Extracted entries:

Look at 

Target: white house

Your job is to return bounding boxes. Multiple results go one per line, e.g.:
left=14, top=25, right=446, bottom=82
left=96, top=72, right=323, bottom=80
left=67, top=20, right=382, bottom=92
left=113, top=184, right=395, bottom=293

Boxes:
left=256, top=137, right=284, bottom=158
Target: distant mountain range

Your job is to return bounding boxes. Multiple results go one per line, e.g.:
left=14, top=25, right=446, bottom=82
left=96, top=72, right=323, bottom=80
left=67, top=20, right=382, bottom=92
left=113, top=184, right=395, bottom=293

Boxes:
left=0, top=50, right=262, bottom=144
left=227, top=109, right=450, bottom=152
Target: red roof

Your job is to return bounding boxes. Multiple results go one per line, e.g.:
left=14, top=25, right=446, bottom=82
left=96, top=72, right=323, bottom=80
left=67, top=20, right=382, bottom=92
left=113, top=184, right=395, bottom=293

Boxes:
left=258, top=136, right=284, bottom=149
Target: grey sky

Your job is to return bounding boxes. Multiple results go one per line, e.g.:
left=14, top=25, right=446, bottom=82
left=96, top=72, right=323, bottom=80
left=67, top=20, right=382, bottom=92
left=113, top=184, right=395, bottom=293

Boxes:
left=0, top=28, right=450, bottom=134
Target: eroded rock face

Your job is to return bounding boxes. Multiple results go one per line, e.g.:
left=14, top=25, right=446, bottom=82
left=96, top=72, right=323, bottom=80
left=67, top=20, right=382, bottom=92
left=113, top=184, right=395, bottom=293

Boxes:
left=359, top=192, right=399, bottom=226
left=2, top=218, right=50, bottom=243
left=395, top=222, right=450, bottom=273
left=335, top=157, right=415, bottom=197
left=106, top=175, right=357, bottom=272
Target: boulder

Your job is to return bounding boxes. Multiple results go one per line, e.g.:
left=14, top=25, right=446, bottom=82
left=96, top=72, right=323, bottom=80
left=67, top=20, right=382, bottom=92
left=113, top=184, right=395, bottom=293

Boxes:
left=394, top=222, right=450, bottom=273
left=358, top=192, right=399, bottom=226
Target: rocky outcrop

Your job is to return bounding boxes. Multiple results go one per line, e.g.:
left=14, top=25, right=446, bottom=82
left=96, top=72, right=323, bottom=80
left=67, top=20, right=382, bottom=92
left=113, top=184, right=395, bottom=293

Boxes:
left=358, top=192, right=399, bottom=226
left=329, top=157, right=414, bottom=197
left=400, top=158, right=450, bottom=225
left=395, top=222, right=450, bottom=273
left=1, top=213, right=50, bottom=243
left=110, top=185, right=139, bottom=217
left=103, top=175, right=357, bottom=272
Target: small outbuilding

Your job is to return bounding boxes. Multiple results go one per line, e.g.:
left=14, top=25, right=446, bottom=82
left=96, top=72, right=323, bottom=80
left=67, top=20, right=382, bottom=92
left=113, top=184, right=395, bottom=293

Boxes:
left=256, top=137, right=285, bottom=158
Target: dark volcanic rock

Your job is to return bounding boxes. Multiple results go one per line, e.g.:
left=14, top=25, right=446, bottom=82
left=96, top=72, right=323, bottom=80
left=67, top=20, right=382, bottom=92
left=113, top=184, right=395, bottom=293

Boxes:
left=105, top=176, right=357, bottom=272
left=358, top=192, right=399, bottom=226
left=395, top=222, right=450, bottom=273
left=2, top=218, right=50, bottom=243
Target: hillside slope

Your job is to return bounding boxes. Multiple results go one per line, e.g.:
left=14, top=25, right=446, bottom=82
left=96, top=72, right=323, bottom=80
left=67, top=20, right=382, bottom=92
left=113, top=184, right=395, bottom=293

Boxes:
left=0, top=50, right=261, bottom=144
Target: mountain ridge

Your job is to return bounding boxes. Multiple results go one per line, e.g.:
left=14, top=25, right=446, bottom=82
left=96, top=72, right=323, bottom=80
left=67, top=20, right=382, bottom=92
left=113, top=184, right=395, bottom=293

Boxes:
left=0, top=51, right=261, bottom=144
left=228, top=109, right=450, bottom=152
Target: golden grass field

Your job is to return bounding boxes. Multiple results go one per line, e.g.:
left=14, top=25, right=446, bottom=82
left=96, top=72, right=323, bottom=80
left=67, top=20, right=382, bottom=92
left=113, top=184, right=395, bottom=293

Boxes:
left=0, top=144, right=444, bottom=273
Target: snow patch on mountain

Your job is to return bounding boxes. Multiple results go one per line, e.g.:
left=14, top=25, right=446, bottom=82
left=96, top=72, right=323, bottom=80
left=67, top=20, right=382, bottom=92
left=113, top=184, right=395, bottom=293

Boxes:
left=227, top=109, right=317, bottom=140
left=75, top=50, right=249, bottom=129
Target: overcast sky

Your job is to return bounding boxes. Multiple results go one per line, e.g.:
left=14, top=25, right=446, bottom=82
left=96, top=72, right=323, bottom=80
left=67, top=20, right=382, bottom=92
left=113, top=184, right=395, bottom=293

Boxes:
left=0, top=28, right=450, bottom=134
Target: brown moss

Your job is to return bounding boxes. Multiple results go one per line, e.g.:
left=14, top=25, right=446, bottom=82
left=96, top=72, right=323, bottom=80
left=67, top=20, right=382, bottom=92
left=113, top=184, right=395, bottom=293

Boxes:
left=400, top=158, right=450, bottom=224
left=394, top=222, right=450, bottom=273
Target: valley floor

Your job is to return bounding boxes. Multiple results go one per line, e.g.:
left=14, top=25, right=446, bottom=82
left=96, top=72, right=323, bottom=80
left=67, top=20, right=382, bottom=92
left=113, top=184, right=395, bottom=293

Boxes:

Written request:
Lay out every line of the records above as a Markdown table with two columns, Row and Line. Number the rows in order and omit blank lines.

Answer for this exercise:
| Row | Line |
|---|---|
| 1 | Look at  |
| 2 | Target: white house |
| 3 | Your job is to return bounding boxes. Multiple results go one per line, e.g.: |
| 4 | left=14, top=25, right=446, bottom=82 |
| 5 | left=96, top=72, right=323, bottom=80 |
| 6 | left=67, top=20, right=382, bottom=92 |
| 7 | left=113, top=184, right=395, bottom=293 |
| 8 | Boxes: |
| 9 | left=256, top=137, right=284, bottom=158 |
| 10 | Target: distant mountain range |
| 11 | Your job is to return bounding boxes. Multiple results go one per line, e.g.: |
| 12 | left=14, top=25, right=446, bottom=82 |
| 13 | left=96, top=72, right=323, bottom=80 |
| 14 | left=67, top=20, right=382, bottom=92 |
| 15 | left=113, top=184, right=395, bottom=293 |
| 16 | Boxes: |
| 17 | left=0, top=50, right=262, bottom=144 |
| 18 | left=227, top=109, right=450, bottom=152 |
| 19 | Target: red roof |
| 20 | Your job is to return bounding boxes. Multiple results go one per line, e.g.: |
| 21 | left=14, top=25, right=446, bottom=82 |
| 22 | left=96, top=72, right=323, bottom=80 |
| 23 | left=67, top=20, right=382, bottom=92 |
| 24 | left=113, top=184, right=395, bottom=293 |
| 25 | Boxes: |
| 26 | left=258, top=136, right=284, bottom=149 |
| 27 | Target: grey sky |
| 28 | Your job is to return bounding boxes. Multiple results go one per line, e.g.: |
| 29 | left=14, top=25, right=446, bottom=82 |
| 30 | left=96, top=72, right=323, bottom=80 |
| 31 | left=67, top=20, right=382, bottom=92 |
| 32 | left=113, top=184, right=395, bottom=293 |
| 33 | Boxes: |
| 34 | left=0, top=28, right=450, bottom=134 |
| 35 | Target: eroded rock face |
| 36 | Your job is to return bounding boxes. Multiple results go one per line, e.g.: |
| 37 | left=14, top=25, right=446, bottom=82 |
| 38 | left=96, top=72, right=323, bottom=80 |
| 39 | left=67, top=20, right=382, bottom=92 |
| 40 | left=113, top=184, right=395, bottom=293 |
| 41 | Boxes: |
| 42 | left=359, top=192, right=399, bottom=226 |
| 43 | left=2, top=218, right=50, bottom=243 |
| 44 | left=395, top=222, right=450, bottom=273 |
| 45 | left=335, top=157, right=415, bottom=197 |
| 46 | left=106, top=175, right=357, bottom=272 |
| 47 | Target: boulder |
| 48 | Your job is to return bounding boxes. Multiple results go one per line, e.g.: |
| 49 | left=14, top=25, right=446, bottom=82 |
| 50 | left=96, top=72, right=323, bottom=80 |
| 51 | left=67, top=20, right=382, bottom=92 |
| 52 | left=113, top=184, right=395, bottom=293 |
| 53 | Boxes: |
| 54 | left=394, top=222, right=450, bottom=273 |
| 55 | left=358, top=192, right=399, bottom=226 |
| 56 | Target: rocky outcrop |
| 57 | Your job is to return bounding boxes. Multiple results go one per line, e.g.: |
| 58 | left=14, top=25, right=446, bottom=82 |
| 59 | left=96, top=72, right=323, bottom=80 |
| 60 | left=67, top=20, right=382, bottom=92 |
| 61 | left=113, top=184, right=395, bottom=293 |
| 62 | Boxes: |
| 63 | left=358, top=192, right=399, bottom=226 |
| 64 | left=329, top=157, right=414, bottom=197 |
| 65 | left=400, top=158, right=450, bottom=225 |
| 66 | left=395, top=222, right=450, bottom=273 |
| 67 | left=1, top=213, right=50, bottom=243 |
| 68 | left=110, top=185, right=139, bottom=217 |
| 69 | left=103, top=175, right=357, bottom=272 |
| 70 | Target: small outbuilding |
| 71 | Your job is to return bounding boxes. Multiple results go one per line, e.g.: |
| 72 | left=14, top=25, right=446, bottom=82 |
| 73 | left=96, top=72, right=323, bottom=80 |
| 74 | left=67, top=20, right=382, bottom=92 |
| 75 | left=113, top=184, right=395, bottom=293 |
| 76 | Boxes: |
| 77 | left=256, top=137, right=285, bottom=158 |
| 78 | Target: dark volcanic rock |
| 79 | Your job is to return bounding boxes. Multiple results go one per line, e.g.: |
| 80 | left=14, top=25, right=446, bottom=82 |
| 81 | left=96, top=72, right=323, bottom=80 |
| 82 | left=67, top=20, right=382, bottom=92 |
| 83 | left=113, top=184, right=395, bottom=293 |
| 84 | Boxes: |
| 85 | left=105, top=176, right=357, bottom=272 |
| 86 | left=358, top=192, right=399, bottom=226 |
| 87 | left=395, top=222, right=450, bottom=273 |
| 88 | left=2, top=218, right=50, bottom=243 |
| 89 | Target: hillside slope |
| 90 | Your job is to return bounding boxes. Multiple results go one per line, e.g.: |
| 91 | left=14, top=25, right=446, bottom=82 |
| 92 | left=96, top=72, right=323, bottom=80 |
| 93 | left=67, top=20, right=382, bottom=92 |
| 94 | left=113, top=184, right=395, bottom=293 |
| 95 | Boxes: |
| 96 | left=0, top=50, right=261, bottom=144 |
| 97 | Target: mountain ridge |
| 98 | Your job is to return bounding boxes. Multiple results go one per line, e.g.: |
| 99 | left=14, top=25, right=446, bottom=82 |
| 100 | left=96, top=72, right=323, bottom=80 |
| 101 | left=67, top=20, right=382, bottom=92 |
| 102 | left=113, top=184, right=395, bottom=293 |
| 103 | Boxes: |
| 104 | left=0, top=51, right=261, bottom=144 |
| 105 | left=228, top=109, right=450, bottom=152 |
| 106 | Target: golden grass field |
| 107 | Your job is to return bounding boxes. Multiple results go one per line, e.g.: |
| 108 | left=14, top=25, right=446, bottom=82 |
| 109 | left=96, top=72, right=323, bottom=80 |
| 110 | left=67, top=20, right=382, bottom=92 |
| 111 | left=113, top=184, right=395, bottom=293 |
| 112 | Boxes: |
| 113 | left=0, top=144, right=444, bottom=273 |
| 114 | Target: snow patch on mountain |
| 115 | Your job is to return bounding boxes. Multiple results go one per line, e.g.: |
| 116 | left=14, top=25, right=446, bottom=82 |
| 117 | left=96, top=72, right=323, bottom=80 |
| 118 | left=67, top=20, right=382, bottom=92 |
| 119 | left=113, top=184, right=395, bottom=293 |
| 120 | Boxes: |
| 121 | left=227, top=109, right=317, bottom=140 |
| 122 | left=75, top=50, right=249, bottom=129 |
| 123 | Target: overcast sky |
| 124 | Your job is to return bounding boxes. Multiple results go one per line, e.g.: |
| 125 | left=14, top=25, right=446, bottom=82 |
| 126 | left=96, top=72, right=323, bottom=80 |
| 127 | left=67, top=20, right=382, bottom=92 |
| 128 | left=113, top=184, right=395, bottom=293 |
| 129 | Boxes: |
| 130 | left=0, top=28, right=450, bottom=134 |
| 131 | Target: brown moss |
| 132 | Your job is to return bounding boxes. Multiple results go one per line, e.g.: |
| 133 | left=14, top=25, right=446, bottom=82 |
| 134 | left=96, top=72, right=323, bottom=80 |
| 135 | left=67, top=20, right=382, bottom=92 |
| 136 | left=113, top=184, right=395, bottom=293 |
| 137 | Boxes: |
| 138 | left=400, top=158, right=450, bottom=224 |
| 139 | left=394, top=222, right=450, bottom=273 |
| 140 | Target: valley floor |
| 141 | Your job is to return bounding boxes. Multiple results go one per line, e.g.: |
| 142 | left=14, top=25, right=446, bottom=82 |
| 143 | left=96, top=72, right=323, bottom=80 |
| 144 | left=67, top=20, right=382, bottom=92 |
| 145 | left=113, top=184, right=395, bottom=293 |
| 146 | Boxes: |